Starting with the first line of the data below, copy each line up to and including the one containing "x=309, y=429". Pictures stay out.

§ Provided records
§ §

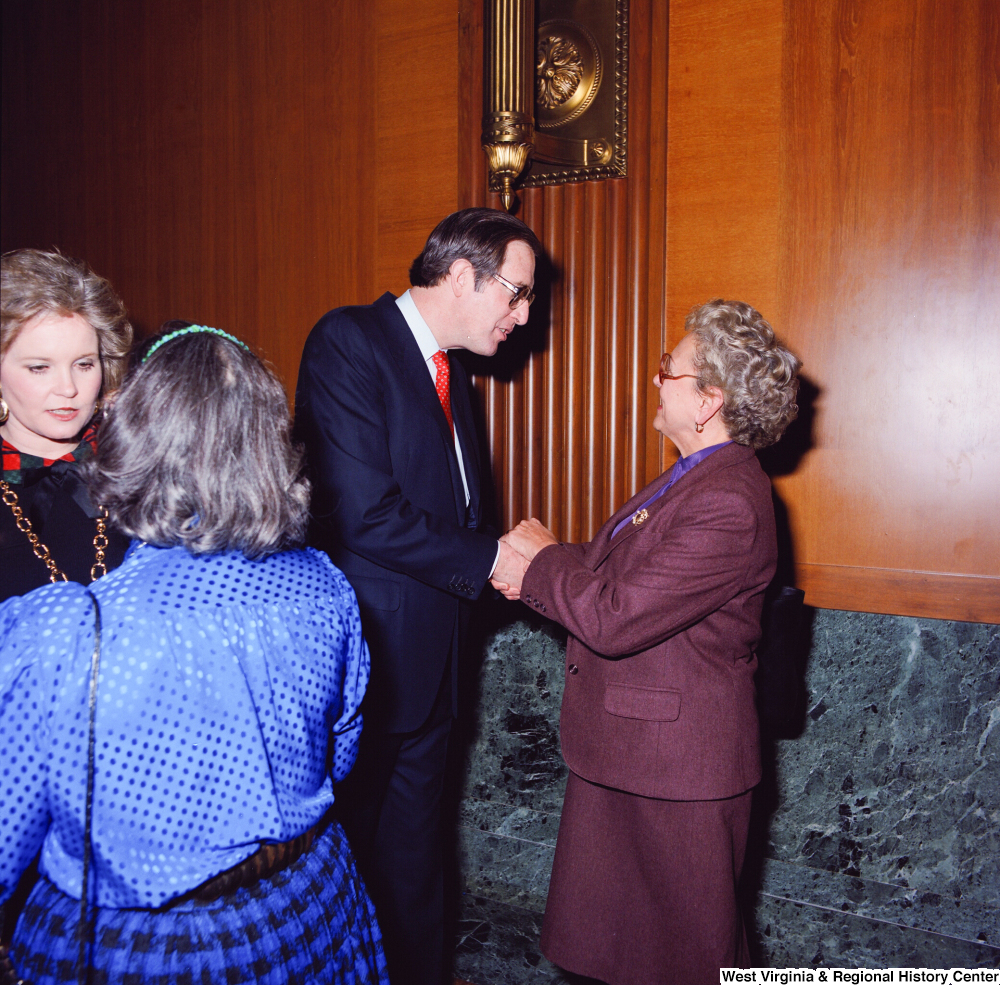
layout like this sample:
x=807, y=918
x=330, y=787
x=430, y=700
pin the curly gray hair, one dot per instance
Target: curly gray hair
x=196, y=451
x=36, y=282
x=738, y=352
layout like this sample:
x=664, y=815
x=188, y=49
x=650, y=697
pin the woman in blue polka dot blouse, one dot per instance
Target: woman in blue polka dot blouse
x=232, y=668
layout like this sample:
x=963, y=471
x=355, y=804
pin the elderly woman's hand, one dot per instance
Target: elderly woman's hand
x=529, y=537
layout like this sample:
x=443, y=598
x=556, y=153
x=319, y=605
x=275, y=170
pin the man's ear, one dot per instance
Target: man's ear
x=462, y=277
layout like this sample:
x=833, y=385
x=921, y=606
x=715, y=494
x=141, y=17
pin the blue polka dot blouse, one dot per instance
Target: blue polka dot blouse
x=227, y=705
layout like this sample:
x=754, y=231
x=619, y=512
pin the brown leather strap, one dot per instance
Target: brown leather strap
x=270, y=858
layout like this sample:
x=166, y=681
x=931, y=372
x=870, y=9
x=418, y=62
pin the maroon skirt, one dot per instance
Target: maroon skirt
x=643, y=891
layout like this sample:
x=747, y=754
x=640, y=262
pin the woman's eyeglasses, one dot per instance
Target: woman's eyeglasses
x=665, y=374
x=524, y=293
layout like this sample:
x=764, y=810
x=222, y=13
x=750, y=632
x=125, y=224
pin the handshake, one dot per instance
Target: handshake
x=518, y=548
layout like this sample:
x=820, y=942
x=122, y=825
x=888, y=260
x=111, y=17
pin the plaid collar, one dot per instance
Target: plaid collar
x=17, y=463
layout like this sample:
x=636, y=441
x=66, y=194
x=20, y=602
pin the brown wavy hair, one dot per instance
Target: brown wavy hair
x=478, y=235
x=35, y=282
x=196, y=451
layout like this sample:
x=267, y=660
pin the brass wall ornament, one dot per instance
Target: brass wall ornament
x=578, y=128
x=507, y=124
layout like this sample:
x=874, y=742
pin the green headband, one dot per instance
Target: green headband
x=188, y=331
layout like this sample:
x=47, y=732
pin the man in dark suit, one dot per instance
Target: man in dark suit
x=385, y=414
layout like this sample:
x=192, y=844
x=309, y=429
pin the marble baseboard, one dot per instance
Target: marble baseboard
x=791, y=934
x=968, y=926
x=498, y=945
x=498, y=942
x=876, y=837
x=506, y=856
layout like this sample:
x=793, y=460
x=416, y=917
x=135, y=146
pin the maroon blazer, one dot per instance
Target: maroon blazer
x=659, y=697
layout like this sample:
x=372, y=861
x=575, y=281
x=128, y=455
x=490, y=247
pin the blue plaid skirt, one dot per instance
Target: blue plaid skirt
x=310, y=923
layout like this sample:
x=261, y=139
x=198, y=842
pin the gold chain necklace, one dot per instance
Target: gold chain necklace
x=42, y=552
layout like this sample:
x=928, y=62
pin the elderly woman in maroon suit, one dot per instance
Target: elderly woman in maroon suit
x=658, y=726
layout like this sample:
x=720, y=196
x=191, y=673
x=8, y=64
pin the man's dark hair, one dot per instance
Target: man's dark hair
x=195, y=451
x=477, y=235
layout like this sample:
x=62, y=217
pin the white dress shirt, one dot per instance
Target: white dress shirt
x=424, y=338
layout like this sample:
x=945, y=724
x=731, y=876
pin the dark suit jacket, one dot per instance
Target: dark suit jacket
x=388, y=503
x=659, y=697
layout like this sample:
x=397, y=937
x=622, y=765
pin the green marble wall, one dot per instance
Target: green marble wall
x=876, y=836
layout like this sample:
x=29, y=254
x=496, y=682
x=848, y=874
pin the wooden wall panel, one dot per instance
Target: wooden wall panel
x=837, y=164
x=245, y=165
x=569, y=398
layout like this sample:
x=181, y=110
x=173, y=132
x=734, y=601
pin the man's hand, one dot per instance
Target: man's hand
x=529, y=537
x=509, y=572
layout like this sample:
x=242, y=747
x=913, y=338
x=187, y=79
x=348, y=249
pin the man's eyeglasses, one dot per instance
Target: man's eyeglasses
x=665, y=374
x=523, y=293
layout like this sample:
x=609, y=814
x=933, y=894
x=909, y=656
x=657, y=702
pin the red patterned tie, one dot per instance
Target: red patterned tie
x=441, y=384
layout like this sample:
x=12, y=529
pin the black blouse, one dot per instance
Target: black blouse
x=56, y=502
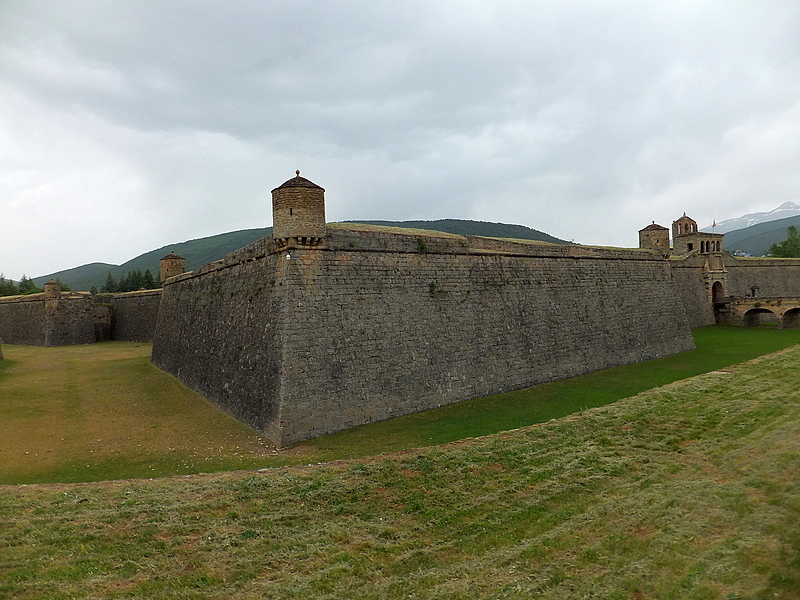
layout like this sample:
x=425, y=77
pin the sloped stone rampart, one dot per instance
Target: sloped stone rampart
x=22, y=320
x=377, y=325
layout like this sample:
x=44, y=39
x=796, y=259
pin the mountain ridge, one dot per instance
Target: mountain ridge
x=785, y=210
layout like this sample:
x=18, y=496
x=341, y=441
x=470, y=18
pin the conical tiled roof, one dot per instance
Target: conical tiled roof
x=299, y=182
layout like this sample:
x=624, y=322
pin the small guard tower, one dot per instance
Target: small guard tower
x=52, y=290
x=686, y=238
x=171, y=265
x=655, y=237
x=298, y=213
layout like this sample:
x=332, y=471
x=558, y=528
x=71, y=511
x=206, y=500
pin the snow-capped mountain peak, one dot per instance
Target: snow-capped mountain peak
x=787, y=209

§ §

§ The answer
layout like this sample:
x=807, y=918
x=330, y=787
x=430, y=700
pin the curly gray hair, one dot per instance
Target: curly gray hair
x=196, y=451
x=36, y=282
x=738, y=352
layout like this sample:
x=664, y=815
x=188, y=49
x=650, y=697
pin the woman in blue polka dot blouse, one dot per instance
Target: woman in blue polka dot blouse
x=232, y=668
layout like this sample:
x=963, y=471
x=355, y=804
pin the elderly woman's hand, one dot per instance
Target: elderly woman's hand
x=529, y=537
layout like this sample:
x=443, y=598
x=556, y=153
x=319, y=605
x=275, y=170
pin the man's ear, one dot per instance
Target: man's ear
x=462, y=277
layout like this sample:
x=833, y=385
x=921, y=606
x=715, y=494
x=141, y=17
pin the blue polka dot blouse, one dot per instance
Target: blue polka dot blouse
x=227, y=705
layout like this sample:
x=754, y=231
x=619, y=512
pin the brown leather strap, one dot per instance
Target: brown leather strap
x=270, y=858
layout like this sample:
x=166, y=681
x=931, y=372
x=870, y=9
x=418, y=62
pin the maroon skirt, one dot per instance
Target: maroon skirt
x=643, y=891
layout like this sample:
x=747, y=754
x=640, y=262
pin the woman's eyeglasses, one dot per instance
Target: woman's eyeglasses
x=665, y=374
x=524, y=293
layout like this sample:
x=764, y=810
x=222, y=13
x=750, y=632
x=125, y=224
pin the handshake, one dot per instance
Target: handshake
x=518, y=548
layout like this sample:
x=820, y=942
x=122, y=825
x=888, y=260
x=111, y=17
pin the plaid collar, one dot per instance
Target: plaid collar
x=17, y=463
layout like this sample:
x=636, y=441
x=66, y=194
x=20, y=602
pin the brown wavy hair, one dot per instance
Target: brown wavy hair
x=478, y=235
x=35, y=282
x=196, y=451
layout like this sample:
x=267, y=660
pin the brass wall ornament, one dot per instance
Target: brass wall ornament
x=578, y=128
x=507, y=124
layout like this sample:
x=874, y=742
pin the green headband, one dot per instance
Target: green headband
x=188, y=331
layout like this sample:
x=47, y=732
pin the man in dark suit, one dot per instance
Target: man in dark suit
x=385, y=414
layout like this sample:
x=192, y=844
x=309, y=429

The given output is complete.